◆ DIRECTIONS FOR THIS TASK
Within the listing below, filter for "banner" and copy every matching line.

◆ PROVIDED DATA
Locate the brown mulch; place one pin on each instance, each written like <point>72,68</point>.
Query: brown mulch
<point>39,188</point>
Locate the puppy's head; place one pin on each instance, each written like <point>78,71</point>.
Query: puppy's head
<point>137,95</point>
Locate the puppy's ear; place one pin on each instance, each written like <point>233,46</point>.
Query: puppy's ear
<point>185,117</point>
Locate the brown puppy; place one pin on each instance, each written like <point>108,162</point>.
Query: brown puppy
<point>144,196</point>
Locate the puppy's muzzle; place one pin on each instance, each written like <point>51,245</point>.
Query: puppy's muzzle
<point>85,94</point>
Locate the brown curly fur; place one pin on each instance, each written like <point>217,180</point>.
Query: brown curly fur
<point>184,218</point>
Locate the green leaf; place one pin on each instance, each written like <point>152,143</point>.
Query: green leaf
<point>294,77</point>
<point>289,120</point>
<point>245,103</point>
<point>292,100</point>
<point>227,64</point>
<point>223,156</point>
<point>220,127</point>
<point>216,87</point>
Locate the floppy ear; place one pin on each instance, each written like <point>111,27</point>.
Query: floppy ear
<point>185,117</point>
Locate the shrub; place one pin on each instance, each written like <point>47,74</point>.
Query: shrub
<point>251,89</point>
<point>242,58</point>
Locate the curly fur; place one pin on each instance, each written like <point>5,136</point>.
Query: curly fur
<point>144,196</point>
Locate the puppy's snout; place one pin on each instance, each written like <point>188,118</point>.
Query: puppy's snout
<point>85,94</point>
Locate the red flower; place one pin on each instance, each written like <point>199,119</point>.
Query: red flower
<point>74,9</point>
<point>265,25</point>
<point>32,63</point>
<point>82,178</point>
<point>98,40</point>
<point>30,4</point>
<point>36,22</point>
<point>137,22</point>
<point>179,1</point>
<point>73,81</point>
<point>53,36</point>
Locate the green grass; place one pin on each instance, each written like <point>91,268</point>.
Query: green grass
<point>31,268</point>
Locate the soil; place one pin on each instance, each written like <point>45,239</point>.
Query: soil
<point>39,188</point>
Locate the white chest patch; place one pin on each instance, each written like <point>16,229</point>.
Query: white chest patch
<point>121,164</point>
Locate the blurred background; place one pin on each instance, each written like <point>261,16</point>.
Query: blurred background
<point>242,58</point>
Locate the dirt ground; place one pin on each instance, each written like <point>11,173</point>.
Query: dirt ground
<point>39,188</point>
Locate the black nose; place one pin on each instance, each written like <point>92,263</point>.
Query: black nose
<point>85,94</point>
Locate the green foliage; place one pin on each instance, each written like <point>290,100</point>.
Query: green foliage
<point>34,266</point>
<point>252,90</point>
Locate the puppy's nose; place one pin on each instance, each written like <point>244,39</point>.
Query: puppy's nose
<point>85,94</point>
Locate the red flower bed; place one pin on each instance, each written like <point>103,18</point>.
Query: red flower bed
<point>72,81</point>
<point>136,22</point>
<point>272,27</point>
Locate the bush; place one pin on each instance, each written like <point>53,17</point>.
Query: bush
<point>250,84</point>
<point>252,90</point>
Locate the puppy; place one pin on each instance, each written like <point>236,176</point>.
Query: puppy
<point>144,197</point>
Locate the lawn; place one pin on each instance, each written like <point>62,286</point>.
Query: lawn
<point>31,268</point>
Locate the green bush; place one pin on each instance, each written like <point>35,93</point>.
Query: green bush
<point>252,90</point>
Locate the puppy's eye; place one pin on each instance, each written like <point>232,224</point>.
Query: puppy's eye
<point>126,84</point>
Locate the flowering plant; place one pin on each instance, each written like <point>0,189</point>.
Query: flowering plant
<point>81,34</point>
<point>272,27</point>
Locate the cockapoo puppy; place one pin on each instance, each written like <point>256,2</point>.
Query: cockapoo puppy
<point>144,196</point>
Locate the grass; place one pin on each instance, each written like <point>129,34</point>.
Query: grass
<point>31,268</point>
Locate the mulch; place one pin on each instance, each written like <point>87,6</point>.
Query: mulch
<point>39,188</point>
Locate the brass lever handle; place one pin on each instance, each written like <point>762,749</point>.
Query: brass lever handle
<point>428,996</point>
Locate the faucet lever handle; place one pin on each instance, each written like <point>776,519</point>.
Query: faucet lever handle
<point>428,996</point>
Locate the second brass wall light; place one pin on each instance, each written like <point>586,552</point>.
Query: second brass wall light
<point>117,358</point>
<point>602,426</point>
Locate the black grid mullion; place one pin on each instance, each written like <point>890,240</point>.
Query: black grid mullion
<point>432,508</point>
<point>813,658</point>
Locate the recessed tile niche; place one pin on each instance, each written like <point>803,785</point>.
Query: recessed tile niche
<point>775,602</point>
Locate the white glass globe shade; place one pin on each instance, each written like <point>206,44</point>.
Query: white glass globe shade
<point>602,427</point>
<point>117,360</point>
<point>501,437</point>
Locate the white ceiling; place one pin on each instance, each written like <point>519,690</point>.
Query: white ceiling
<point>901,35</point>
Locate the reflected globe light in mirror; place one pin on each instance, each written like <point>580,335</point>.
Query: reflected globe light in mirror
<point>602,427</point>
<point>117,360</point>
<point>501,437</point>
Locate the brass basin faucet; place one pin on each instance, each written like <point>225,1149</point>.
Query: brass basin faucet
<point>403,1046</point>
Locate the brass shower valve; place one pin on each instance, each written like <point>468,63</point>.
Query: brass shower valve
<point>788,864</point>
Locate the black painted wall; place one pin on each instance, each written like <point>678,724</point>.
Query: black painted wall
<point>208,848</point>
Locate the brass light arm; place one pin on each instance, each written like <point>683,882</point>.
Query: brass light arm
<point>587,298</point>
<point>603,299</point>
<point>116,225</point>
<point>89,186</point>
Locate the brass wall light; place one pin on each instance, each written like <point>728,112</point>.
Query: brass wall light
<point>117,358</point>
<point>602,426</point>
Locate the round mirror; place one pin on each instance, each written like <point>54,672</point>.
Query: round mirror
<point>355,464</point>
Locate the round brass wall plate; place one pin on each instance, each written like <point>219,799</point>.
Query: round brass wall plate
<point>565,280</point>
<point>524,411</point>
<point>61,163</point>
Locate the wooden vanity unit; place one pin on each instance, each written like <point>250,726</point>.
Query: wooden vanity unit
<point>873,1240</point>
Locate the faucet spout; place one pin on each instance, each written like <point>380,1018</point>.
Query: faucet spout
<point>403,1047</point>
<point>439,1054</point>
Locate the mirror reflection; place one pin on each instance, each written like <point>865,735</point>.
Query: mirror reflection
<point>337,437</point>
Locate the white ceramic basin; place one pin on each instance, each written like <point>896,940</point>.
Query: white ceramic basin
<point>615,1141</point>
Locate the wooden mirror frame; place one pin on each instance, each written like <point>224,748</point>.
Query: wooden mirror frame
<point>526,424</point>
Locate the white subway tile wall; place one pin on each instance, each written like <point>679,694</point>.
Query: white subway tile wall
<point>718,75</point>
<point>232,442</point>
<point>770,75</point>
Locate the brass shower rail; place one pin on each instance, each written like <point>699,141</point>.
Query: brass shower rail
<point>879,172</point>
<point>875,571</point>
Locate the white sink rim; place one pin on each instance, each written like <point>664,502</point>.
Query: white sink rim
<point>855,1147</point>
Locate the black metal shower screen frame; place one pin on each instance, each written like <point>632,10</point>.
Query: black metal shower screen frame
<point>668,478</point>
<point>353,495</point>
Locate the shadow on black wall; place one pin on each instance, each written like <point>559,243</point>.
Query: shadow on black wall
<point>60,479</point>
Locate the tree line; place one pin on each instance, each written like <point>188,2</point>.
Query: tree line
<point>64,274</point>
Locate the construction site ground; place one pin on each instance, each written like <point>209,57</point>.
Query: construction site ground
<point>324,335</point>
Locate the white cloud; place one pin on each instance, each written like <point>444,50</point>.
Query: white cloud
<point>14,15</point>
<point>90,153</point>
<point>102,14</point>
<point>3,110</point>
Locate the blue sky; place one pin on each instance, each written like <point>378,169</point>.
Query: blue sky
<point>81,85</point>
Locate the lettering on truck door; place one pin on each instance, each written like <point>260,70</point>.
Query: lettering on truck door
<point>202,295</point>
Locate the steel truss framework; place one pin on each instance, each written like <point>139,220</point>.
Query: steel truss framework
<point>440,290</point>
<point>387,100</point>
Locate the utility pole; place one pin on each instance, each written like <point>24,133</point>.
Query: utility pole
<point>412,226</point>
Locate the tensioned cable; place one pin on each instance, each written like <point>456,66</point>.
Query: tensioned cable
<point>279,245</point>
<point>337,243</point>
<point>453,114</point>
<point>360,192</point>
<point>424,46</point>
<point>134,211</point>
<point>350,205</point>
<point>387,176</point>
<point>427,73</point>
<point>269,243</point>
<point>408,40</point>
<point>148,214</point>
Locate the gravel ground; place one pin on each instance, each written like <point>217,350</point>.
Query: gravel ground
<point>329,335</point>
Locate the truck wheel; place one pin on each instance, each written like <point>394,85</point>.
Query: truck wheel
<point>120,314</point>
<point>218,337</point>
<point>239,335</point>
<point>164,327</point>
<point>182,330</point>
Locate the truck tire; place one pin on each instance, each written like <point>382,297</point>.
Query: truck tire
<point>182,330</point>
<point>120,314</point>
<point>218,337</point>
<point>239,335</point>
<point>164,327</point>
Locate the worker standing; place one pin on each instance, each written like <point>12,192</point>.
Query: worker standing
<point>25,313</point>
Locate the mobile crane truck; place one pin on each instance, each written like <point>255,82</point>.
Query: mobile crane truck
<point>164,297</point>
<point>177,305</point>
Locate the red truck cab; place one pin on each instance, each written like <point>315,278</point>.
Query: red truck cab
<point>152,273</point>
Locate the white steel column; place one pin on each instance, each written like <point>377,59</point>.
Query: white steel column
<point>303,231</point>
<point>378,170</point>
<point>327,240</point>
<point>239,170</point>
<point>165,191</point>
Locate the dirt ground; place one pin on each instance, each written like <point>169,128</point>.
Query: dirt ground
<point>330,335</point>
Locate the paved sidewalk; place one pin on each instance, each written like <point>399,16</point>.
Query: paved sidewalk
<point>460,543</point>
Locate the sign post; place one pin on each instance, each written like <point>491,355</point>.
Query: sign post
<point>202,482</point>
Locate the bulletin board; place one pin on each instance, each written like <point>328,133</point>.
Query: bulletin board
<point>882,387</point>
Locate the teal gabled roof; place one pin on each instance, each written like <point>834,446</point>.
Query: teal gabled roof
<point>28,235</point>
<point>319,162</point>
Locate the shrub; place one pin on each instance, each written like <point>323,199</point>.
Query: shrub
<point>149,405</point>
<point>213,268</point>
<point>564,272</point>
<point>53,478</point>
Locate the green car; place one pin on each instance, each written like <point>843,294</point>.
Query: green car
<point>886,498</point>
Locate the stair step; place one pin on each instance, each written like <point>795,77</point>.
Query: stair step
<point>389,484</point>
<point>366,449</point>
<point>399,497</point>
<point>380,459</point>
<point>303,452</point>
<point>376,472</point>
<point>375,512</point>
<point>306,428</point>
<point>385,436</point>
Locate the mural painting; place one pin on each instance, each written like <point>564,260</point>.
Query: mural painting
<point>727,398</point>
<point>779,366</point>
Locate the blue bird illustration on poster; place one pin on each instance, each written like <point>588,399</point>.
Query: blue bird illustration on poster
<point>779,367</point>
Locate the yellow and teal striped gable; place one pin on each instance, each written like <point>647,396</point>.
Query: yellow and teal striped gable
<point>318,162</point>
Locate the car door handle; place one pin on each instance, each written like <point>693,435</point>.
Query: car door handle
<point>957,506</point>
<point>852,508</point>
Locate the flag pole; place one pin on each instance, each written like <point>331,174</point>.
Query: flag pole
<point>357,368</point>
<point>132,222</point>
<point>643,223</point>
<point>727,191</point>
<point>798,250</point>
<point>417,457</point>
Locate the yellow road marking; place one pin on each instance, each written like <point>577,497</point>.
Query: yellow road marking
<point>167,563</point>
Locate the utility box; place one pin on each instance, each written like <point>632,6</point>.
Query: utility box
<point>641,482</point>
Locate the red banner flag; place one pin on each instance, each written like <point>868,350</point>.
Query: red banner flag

◆ WRITTEN RESPONSE
Locate the red banner flag; place one pin on each instance, each written like <point>868,350</point>.
Query: red banner flag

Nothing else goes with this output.